-- Start GIVEN ENTRIES --
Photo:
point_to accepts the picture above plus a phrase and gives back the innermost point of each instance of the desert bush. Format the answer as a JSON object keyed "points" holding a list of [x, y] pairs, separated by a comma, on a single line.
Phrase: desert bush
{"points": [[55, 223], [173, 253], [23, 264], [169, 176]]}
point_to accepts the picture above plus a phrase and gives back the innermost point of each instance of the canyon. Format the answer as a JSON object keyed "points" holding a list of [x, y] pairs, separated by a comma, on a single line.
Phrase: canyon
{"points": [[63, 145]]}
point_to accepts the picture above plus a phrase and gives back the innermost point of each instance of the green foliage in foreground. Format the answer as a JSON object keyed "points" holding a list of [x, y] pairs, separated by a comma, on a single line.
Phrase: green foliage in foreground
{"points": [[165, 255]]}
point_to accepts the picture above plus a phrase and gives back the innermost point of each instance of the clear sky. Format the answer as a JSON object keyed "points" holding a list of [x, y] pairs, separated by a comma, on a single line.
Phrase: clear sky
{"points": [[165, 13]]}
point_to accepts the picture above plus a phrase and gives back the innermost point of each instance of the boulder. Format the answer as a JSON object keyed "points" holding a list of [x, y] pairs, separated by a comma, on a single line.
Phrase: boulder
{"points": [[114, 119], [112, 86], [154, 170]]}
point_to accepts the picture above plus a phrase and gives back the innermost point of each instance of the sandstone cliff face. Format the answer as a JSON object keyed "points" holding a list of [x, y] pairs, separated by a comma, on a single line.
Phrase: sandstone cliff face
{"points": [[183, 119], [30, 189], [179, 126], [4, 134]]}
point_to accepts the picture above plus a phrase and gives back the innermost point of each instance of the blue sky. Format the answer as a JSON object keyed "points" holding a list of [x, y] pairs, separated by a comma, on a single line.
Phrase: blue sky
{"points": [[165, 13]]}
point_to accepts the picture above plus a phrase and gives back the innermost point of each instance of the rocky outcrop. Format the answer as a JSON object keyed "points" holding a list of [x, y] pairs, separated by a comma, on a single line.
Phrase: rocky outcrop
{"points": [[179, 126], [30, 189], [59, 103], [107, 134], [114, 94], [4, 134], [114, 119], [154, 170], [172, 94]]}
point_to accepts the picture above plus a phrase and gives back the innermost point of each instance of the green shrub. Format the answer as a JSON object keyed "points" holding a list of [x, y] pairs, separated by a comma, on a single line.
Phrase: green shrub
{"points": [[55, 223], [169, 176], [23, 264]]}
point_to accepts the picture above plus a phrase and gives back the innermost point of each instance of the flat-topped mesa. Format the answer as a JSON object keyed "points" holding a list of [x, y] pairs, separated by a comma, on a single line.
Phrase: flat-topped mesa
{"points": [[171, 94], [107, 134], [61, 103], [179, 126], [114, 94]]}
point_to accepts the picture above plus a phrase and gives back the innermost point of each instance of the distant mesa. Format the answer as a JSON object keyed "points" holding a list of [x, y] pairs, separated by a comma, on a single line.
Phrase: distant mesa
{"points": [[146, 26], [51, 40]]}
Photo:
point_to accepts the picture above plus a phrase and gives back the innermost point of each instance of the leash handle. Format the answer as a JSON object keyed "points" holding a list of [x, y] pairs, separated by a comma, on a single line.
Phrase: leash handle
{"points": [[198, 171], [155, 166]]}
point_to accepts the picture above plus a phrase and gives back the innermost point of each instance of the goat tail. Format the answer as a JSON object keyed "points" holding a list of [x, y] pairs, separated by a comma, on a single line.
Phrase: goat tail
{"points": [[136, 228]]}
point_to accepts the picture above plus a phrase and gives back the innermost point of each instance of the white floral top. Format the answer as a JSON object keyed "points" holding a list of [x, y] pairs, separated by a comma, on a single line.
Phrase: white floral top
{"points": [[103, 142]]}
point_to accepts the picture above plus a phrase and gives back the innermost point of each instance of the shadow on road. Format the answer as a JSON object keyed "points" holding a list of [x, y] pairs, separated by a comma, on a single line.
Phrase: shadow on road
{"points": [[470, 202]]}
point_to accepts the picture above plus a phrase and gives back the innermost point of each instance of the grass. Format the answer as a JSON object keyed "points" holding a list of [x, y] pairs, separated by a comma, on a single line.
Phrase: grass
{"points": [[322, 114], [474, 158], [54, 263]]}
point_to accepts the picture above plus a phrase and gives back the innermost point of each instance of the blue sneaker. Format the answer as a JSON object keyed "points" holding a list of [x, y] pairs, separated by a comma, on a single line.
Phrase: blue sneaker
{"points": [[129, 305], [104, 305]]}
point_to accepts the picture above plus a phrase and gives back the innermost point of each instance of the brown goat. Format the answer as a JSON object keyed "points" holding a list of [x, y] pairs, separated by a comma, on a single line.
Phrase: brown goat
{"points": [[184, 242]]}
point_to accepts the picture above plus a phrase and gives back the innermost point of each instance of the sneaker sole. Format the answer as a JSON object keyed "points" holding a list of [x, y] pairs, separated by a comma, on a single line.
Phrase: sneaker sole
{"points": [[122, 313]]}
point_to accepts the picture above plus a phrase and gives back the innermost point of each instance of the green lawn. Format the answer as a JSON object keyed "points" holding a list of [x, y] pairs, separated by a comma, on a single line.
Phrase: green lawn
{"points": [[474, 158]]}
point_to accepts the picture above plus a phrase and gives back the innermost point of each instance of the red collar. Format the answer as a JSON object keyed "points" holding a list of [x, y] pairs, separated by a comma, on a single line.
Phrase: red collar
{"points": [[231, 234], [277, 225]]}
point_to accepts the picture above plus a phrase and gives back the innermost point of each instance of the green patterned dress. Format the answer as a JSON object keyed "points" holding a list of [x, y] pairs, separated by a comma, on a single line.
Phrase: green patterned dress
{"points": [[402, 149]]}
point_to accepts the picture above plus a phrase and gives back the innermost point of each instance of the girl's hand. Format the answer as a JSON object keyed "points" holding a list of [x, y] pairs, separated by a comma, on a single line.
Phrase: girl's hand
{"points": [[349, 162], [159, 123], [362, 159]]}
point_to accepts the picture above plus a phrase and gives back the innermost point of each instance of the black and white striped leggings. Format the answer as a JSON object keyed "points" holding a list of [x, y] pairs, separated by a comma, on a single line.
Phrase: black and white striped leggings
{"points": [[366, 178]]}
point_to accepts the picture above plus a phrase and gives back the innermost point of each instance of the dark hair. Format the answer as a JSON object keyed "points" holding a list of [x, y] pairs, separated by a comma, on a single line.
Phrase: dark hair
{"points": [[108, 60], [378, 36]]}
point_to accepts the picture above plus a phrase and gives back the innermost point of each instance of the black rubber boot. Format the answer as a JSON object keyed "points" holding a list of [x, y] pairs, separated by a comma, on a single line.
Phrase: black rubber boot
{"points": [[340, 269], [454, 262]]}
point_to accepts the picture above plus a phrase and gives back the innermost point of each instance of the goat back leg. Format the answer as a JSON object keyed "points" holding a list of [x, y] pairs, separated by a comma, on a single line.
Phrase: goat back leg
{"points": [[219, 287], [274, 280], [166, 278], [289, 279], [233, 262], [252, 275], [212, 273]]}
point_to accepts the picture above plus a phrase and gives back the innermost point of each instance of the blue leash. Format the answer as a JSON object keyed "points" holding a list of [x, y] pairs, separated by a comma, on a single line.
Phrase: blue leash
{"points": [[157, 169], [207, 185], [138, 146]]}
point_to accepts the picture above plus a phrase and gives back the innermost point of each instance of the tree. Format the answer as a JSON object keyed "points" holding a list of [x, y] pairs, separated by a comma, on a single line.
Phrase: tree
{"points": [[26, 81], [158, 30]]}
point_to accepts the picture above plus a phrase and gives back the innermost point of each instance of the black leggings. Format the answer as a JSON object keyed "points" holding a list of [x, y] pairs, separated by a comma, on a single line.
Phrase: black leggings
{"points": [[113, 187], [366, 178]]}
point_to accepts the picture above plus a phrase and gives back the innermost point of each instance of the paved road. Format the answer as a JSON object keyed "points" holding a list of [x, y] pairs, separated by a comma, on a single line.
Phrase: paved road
-- End GIVEN ENTRIES --
▸ DESCRIPTION OF THE TASK:
Copy out only the lines from the one containing "of the paved" through the end of the material, substituting "asphalt road" for "paved road" and changing nothing else.

▸ THE RESPONSE:
point_to accepts the picture above plus a phrase and gives back the innermost point of each instance of the asphalt road. Format the answer as a JSON object keyed "points" holding a list of [x, y] pairs, separated by a comma, on a single line.
Phrase: asphalt road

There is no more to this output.